__PROBLEM STATEMENT__:
Restate word for word the lines of the entries below, starting with the line that holds "Pick out each instance of the paper" and ending with the line that holds "Pick out each instance of the red", and no others.

__SOURCE INFORMATION__:

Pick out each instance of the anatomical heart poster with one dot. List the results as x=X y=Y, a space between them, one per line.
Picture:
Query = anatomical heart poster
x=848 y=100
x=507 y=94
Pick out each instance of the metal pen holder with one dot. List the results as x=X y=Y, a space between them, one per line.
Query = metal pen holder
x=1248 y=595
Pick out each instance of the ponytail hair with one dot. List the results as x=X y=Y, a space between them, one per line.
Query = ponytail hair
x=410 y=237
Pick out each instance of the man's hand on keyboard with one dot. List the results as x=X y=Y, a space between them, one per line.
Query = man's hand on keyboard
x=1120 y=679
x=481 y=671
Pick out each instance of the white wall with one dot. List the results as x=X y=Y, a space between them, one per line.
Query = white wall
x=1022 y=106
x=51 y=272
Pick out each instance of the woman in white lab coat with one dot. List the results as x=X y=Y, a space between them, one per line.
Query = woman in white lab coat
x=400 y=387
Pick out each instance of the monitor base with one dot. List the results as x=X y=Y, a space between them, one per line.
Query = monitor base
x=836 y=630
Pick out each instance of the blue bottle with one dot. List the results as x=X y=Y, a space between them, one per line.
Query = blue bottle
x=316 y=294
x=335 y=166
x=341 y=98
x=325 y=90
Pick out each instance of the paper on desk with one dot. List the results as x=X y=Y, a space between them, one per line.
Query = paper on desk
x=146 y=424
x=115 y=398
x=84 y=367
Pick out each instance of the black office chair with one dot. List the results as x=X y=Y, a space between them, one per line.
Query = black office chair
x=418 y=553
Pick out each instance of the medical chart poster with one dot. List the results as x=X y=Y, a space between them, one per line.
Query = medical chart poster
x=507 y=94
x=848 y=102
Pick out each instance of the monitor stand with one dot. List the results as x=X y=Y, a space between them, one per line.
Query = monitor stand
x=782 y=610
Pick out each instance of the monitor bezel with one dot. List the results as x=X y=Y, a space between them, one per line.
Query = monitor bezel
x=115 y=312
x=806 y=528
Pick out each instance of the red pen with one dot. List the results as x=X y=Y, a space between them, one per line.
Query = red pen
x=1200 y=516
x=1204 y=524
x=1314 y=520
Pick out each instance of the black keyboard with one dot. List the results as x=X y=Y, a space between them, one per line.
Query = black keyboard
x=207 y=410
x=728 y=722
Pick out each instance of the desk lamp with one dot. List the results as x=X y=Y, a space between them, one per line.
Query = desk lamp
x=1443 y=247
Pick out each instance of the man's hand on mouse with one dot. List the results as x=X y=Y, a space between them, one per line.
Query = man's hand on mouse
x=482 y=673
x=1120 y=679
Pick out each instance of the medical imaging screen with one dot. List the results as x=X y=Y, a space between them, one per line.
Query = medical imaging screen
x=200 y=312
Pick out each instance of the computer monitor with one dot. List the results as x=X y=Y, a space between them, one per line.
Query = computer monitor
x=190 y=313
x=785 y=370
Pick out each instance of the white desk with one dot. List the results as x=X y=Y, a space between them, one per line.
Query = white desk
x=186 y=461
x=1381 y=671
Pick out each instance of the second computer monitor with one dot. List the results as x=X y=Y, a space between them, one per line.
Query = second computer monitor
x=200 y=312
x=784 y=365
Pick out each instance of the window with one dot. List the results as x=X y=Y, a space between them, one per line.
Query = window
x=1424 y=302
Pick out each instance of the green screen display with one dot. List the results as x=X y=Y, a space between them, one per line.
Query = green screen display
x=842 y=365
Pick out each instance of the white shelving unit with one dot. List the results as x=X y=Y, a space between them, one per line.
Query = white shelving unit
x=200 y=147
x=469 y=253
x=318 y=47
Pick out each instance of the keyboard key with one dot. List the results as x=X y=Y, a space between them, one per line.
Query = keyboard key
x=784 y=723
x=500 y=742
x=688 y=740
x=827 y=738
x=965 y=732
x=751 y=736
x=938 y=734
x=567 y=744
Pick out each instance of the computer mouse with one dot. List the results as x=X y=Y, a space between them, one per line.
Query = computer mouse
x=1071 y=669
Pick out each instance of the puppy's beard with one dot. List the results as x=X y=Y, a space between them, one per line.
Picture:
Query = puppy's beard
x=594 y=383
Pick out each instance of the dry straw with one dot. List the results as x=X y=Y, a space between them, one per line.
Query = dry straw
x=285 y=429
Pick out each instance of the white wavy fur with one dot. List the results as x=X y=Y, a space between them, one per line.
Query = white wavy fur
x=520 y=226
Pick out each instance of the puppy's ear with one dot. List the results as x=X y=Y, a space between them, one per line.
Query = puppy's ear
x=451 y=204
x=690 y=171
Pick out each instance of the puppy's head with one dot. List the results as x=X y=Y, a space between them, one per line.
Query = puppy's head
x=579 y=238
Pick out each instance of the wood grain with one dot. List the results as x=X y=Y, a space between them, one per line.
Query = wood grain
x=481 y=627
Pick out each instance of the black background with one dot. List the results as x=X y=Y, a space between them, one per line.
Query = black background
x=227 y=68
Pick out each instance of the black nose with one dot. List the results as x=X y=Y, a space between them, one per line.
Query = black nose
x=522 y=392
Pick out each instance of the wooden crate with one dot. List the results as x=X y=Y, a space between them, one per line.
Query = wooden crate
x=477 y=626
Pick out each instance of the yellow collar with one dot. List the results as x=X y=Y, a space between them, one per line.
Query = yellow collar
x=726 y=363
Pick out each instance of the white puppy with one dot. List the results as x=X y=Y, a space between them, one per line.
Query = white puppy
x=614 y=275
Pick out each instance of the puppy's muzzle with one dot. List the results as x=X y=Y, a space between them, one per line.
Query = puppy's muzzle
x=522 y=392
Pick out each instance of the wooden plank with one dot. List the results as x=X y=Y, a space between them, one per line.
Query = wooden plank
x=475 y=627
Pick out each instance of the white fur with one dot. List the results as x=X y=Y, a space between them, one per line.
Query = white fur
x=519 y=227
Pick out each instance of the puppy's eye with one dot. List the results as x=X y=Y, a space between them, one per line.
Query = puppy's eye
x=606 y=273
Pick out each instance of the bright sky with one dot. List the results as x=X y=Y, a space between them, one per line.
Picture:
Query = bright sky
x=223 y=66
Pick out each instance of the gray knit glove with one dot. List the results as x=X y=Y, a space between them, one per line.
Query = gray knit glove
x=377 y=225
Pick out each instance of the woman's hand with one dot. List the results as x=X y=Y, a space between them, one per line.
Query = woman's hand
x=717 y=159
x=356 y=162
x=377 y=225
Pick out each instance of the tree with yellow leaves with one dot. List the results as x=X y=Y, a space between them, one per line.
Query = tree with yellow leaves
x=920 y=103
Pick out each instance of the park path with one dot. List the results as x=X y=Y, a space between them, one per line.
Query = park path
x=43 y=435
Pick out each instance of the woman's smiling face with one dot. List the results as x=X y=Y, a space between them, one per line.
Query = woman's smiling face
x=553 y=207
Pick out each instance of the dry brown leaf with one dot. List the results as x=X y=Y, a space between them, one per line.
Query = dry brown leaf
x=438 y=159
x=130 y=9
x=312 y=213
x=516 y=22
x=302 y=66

__SOLUTION TO THIS TASK__:
Pick out each instance of the paper on desk with one dot. List the results as x=X y=Y, a space between them, one per line.
Query = paper on desk
x=146 y=424
x=115 y=398
x=84 y=367
Pick out each instance of the black office chair with one dot. List the results as x=X y=Y, a space between them, one per line.
Query = black office chair
x=418 y=553
Pick out each instance of the medical chart poster with one dot. List the results as x=X y=Y, a space between them, one per line.
Query = medical chart poster
x=507 y=94
x=848 y=102
Pick out each instance of the monitor stand with one dot. List the results as x=X y=Y, a space between them, one per line.
Query = monitor stand
x=782 y=610
Pick out each instance of the monitor bezel with one dot. List the results as x=X y=Y, a space between them, one per line.
Query = monitor bezel
x=115 y=312
x=806 y=528
Pick out each instance of the red pen with one dot. List the results as x=X y=Y, a space between them, one per line.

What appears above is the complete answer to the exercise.